» **TASK TO COMPLETE**: Rewrite the training-loop text starting at "optimizer.zero_grad()" and ending at "loop for that.", replacing "reporting" with "logging".

We are now ready to train! To get some sense of when training will be finished, we add a progress bar over our number of training steps, using the tqdm library:

In [16]:
from tqdm.auto import tqdm

progress_bar = tqdm(range(num_training_steps))

model.train()
for epoch in range(num_epochs):
    for batch in train_dataloader:
        batch = {k: v.to(device) for k, v in batch.items()}
        outputs = model(**batch)
        loss = outputs.loss
        loss.backward()

        optimizer.step()
        lr_scheduler.step()
        optimizer.zero_grad()
        progress_bar.update(1)

  0%|          | 0/1377 [00:00<?, ?it/s]

You can see that the core of the training loop looks a lot like the one in the introduction. We didn’t ask for any reporting, so this training loop will not tell us anything about how the model fares. We need to add an evaluation loop for that.

### The evaluation loop

As we did earlier, we will use a metric provided by the 🤗 Evaluate library. We’ve already seen the `metric.compute()` method, but metrics can actually accumulate batches for us as we go over the prediction loop with the method `add_batch()`. Once we have accumulated all the batches, we can get the final result with `metric.compute()`. Here’s how to implement all of this in an evaluation loop:

In [17]:
import evaluate

metric = evaluate.load("glue", "mrpc")
model.eval()
for batch in eval_dataloader:
    batch = {k: v.to(device) for k, v in batch.items()}
    with torch.no_grad():
        outputs = model(**batch)

    logits = outputs.logits
    predictions = torch.argmax(logits, dim=-1)
    metric.add_batch(predictions=predictions, references=batch["labels"])

metric.compute()

Downloading builder script:   0%|          | 0.00/5.75k [00:00<?, ?B/s]

{'accuracy': 0.8455882352941176, 'f1': 0.893760539629005}

(Records in a dataset)
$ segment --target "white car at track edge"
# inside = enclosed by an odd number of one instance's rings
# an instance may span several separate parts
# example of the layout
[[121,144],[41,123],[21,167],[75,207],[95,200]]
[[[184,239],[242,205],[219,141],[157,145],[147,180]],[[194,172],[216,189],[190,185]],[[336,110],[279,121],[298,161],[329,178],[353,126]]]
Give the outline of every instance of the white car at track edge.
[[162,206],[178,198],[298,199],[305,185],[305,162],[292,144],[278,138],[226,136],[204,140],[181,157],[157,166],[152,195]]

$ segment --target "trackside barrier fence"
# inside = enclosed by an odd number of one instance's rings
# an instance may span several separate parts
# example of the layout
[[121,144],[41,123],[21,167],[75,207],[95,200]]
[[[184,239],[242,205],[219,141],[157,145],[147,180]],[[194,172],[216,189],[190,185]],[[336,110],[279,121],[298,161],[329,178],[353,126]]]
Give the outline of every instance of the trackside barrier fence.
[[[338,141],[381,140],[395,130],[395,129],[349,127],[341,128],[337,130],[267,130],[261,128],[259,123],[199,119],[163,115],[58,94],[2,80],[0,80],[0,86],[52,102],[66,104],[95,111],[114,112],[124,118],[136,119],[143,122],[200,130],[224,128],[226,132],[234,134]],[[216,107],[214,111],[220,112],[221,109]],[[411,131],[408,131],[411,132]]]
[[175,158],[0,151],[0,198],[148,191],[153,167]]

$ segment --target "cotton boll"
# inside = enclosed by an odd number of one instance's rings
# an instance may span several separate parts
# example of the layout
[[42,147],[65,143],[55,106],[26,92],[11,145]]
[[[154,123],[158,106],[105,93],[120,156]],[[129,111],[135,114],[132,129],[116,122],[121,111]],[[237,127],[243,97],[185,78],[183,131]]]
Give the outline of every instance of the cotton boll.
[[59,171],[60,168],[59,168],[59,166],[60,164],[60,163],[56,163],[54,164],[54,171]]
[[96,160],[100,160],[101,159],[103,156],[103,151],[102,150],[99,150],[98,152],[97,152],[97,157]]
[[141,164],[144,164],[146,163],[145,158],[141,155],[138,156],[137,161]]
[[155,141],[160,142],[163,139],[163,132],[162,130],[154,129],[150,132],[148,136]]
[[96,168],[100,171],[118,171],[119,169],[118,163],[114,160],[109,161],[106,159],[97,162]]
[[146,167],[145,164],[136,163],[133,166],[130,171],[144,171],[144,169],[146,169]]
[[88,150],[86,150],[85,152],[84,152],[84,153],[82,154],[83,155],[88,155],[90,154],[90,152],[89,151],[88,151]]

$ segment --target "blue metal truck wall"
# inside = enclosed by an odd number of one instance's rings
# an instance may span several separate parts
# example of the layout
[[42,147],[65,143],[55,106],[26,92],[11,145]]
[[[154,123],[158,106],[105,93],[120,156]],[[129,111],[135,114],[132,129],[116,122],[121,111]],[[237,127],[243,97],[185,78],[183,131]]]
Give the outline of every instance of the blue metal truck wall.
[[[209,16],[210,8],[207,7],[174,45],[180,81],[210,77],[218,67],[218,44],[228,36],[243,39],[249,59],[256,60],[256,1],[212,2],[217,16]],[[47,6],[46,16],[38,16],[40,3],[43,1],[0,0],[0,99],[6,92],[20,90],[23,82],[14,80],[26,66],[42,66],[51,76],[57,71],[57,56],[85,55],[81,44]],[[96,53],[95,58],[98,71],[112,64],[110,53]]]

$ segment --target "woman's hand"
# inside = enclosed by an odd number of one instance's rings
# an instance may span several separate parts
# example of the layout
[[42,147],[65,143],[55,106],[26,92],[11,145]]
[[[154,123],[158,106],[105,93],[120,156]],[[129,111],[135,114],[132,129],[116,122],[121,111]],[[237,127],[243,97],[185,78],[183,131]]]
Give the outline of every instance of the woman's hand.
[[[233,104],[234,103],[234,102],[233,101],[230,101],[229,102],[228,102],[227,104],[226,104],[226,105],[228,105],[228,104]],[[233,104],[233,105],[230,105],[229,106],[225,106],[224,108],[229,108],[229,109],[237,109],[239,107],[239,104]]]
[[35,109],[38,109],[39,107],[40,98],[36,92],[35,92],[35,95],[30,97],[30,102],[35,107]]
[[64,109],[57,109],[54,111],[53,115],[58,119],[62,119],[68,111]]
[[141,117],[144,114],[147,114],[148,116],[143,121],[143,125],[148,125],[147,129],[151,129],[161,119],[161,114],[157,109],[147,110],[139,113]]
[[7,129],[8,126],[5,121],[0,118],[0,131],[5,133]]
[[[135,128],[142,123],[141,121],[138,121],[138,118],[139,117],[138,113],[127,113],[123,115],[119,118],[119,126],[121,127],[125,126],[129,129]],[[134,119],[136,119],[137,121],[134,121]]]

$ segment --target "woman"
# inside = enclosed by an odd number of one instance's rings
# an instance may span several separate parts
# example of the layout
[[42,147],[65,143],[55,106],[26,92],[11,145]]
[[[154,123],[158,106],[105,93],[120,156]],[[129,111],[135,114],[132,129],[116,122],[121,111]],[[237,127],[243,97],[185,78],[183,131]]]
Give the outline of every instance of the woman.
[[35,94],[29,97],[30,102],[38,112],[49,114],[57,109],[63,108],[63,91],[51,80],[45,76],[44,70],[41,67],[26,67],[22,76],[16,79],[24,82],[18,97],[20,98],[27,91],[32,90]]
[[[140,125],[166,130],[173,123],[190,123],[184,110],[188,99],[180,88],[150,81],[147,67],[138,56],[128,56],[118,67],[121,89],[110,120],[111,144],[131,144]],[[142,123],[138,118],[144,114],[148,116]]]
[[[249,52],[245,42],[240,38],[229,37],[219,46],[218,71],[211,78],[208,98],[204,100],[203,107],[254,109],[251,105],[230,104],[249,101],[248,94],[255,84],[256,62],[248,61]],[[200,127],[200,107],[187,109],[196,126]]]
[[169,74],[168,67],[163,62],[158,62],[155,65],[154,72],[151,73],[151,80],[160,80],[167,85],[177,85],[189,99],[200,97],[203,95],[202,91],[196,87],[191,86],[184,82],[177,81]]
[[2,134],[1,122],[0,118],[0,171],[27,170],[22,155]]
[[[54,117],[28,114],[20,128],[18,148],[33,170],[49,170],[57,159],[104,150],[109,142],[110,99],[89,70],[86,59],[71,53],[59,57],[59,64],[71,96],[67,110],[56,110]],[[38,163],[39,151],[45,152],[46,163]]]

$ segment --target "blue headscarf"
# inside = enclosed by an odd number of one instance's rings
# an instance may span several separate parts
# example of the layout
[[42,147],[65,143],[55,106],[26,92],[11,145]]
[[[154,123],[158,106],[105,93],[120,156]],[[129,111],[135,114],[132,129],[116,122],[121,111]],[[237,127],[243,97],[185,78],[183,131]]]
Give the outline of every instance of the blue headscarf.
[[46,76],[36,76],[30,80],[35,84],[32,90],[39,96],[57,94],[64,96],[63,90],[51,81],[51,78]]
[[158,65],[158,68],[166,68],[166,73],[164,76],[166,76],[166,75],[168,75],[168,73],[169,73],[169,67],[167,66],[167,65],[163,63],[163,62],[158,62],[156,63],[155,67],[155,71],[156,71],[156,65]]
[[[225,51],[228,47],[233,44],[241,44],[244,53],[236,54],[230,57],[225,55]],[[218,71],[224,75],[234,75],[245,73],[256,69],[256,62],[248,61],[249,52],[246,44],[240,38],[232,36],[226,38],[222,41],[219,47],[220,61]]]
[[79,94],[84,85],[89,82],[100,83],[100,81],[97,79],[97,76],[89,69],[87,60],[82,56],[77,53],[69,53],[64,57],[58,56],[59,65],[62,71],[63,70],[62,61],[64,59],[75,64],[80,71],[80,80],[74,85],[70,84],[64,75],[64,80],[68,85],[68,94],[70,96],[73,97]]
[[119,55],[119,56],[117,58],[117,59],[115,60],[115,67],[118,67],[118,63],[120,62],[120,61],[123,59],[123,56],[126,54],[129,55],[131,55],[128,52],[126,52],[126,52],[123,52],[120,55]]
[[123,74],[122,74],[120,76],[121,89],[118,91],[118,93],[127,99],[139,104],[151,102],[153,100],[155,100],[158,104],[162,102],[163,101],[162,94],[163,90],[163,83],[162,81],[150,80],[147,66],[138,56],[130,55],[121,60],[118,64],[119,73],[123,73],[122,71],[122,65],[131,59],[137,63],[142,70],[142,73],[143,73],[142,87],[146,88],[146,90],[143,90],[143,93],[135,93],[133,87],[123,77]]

» **WRITTEN SOLUTION**:
optimizer.zero_grad()
        progress_bar.update(1)

  0%|          | 0/1377 [00:00<?, ?it/s]

You can see that the core of the training loop looks a lot like the one in the introduction. We didn’t ask for any logging, so this training loop will not tell us anything about how the model fares. We need to add an evaluation loop for that.